**Work instruction 1**
Revise the teacher preparation article starting at "America’s New Teachers…" and ending at "by experienced teachers.", with "first-year teachers" replaced by "novice teachers".
**Work instruction 2**
According to the teacher preparation article, how many university education programs did the NCTQ study examine?
**Work instruction 3**
Pick up the article on teacher preparation from its last sentence and keep writing.

**Selected extract**
America’s New Teachers… Inadequately Prepared A Study Says

According to a new study, America’s universities are failing to adequately train the people who become teachers each year.  The study by  National Council on Teacher Quality (NCTQ) found that most teacher education programs are lacking. They studied more than 1,100 university education programs. The NCTQ blog said, “Our results show that most [programs] have a long way to go to get teachers classroom ready from day one.” The study points out that because of wave of baby boomer retirements, first-year teachers now teach around 1.5 million students every year. This is alarming because students taught by first-year teachers lose far too much ground academically compared with those taught by experienced teachers. 

A few highlights from the study:

  • It is far too easy to get into a teacher preparation program. Just over a quarter of programs restrict admissions to students in the top half of their class, compared with the highest-performing countries, which limit entry to the top third.
  • Fewer than one in nine elementary programs and just over one-third of high school programs are preparing candidates in content at the level necessary to teach the new Common Core State Standards now being implemented in classrooms in 45 states and the District of Columbia.

**Provided material**
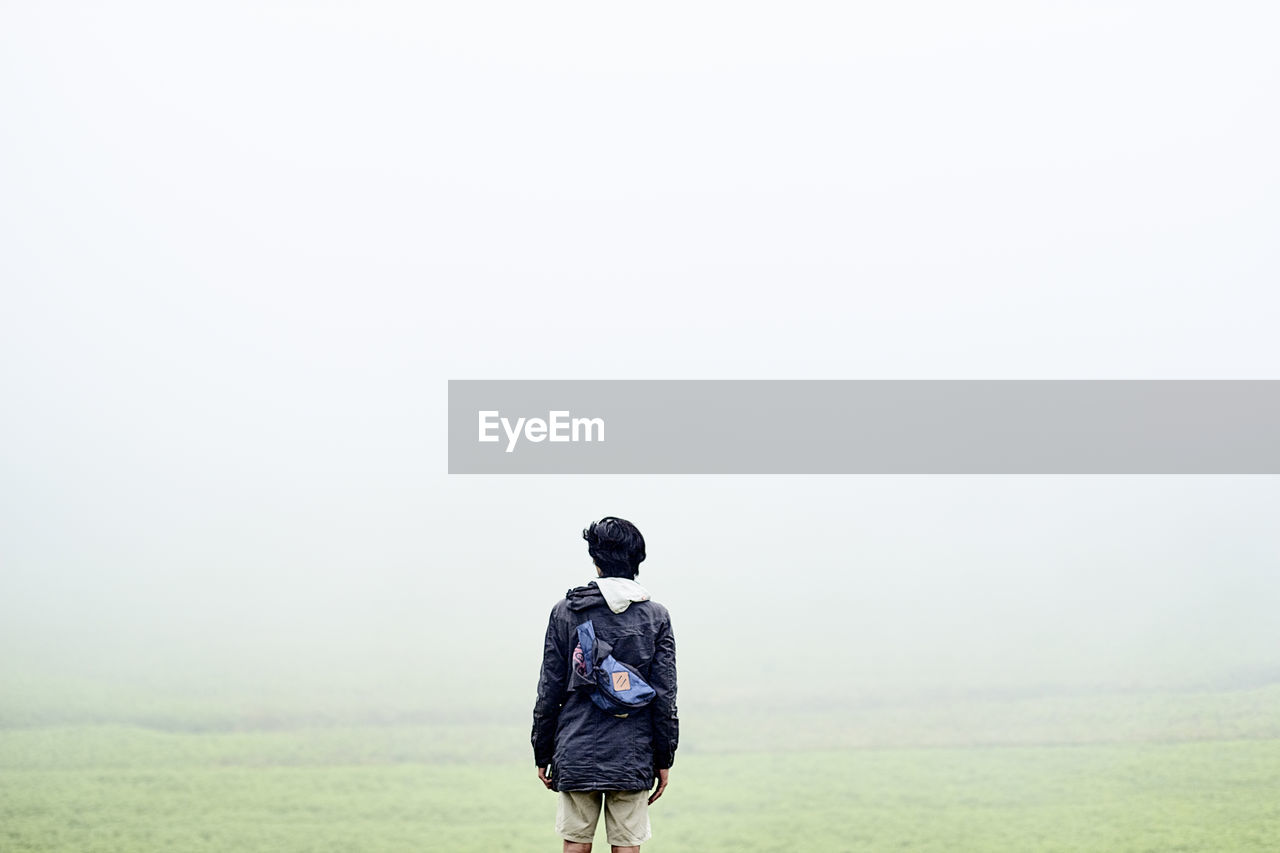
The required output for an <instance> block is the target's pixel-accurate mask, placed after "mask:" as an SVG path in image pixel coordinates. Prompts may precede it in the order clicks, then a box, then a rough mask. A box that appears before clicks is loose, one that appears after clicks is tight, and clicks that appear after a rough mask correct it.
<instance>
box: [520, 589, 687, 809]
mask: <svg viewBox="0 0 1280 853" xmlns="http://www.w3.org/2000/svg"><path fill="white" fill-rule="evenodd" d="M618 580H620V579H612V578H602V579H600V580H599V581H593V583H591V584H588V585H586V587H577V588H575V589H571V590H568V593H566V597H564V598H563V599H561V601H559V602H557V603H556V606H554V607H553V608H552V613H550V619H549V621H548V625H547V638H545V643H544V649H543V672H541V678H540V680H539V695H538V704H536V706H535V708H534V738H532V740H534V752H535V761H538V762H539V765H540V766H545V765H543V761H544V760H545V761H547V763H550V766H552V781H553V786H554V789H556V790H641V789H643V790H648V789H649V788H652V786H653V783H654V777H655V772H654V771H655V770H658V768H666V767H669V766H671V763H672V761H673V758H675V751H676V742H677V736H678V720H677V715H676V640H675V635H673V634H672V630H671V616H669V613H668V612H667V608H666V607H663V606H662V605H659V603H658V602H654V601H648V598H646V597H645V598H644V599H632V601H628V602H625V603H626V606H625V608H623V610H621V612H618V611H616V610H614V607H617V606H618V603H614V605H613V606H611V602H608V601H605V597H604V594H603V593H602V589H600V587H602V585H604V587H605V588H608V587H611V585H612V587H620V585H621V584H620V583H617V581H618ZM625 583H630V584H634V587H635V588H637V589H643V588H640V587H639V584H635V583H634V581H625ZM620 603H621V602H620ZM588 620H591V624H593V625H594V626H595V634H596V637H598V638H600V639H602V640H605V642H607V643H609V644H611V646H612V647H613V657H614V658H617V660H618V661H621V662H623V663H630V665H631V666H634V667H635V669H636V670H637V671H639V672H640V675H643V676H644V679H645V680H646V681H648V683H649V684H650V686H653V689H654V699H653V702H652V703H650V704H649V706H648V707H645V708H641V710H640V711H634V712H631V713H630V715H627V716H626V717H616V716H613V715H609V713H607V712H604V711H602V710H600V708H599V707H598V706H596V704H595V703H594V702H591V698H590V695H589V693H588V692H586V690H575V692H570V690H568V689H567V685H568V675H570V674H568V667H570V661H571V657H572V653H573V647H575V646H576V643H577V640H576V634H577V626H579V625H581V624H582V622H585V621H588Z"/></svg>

**Expected output 1**
America’s New Teachers… Inadequately Prepared A Study Says

According to a new study, America’s universities are failing to adequately train the people who become teachers each year.  The study by  National Council on Teacher Quality (NCTQ) found that most teacher education programs are lacking. They studied more than 1,100 university education programs. The NCTQ blog said, “Our results show that most [programs] have a long way to go to get teachers classroom ready from day one.” The study points out that because of wave of baby boomer retirements, novice teachers now teach around 1.5 million students every year. This is alarming because students taught by novice teachers lose far too much ground academically compared with those taught by experienced teachers.

**Expected output 2**
More than 1,100.

**Expected output 3**
  • The “reading wars” are far from over. Three out of four elementary teacher preparation programs still are not teaching the methods of reading instruction that could substantially lower the number of children who never become proficient readers, from 30 percent to under 10 percent. Instead, the teacher candidate is all too often told to develop his or her “own unique approach” to teaching reading.

Today NPR’s Tell Me More talked about the quality of the education teachers are getting. Most teachers are not entering their first year prepared to function in the classroom. They are not teaching teachers how to teach the content (such as math)… or how to tackle different learning abilities or behavior issues in the classroom.  The information people learned in these teacher education programs was not particularly useful. The course of study hasn’t changed much for 50 years even though the classroom of today is much different than those of a generation or two ago. These programs haven’t kept up with the times.

Most every teacher says they weren’t prepared in their first year in the classroom. The biggest complaint, said the expert on NPR, was that there was not enough hands-on experience. Not only that, but a lot of first-year teachers wind up in the hardest to manage classrooms.

According to the NCTQ report, “The heart of the matter for the field of teacher education is that students taught by first-year teachers lose far too much ground. And it’s not just the students who suffer. First-year teachers deal with so much anxiety and exhaustion that many just crash and burn.”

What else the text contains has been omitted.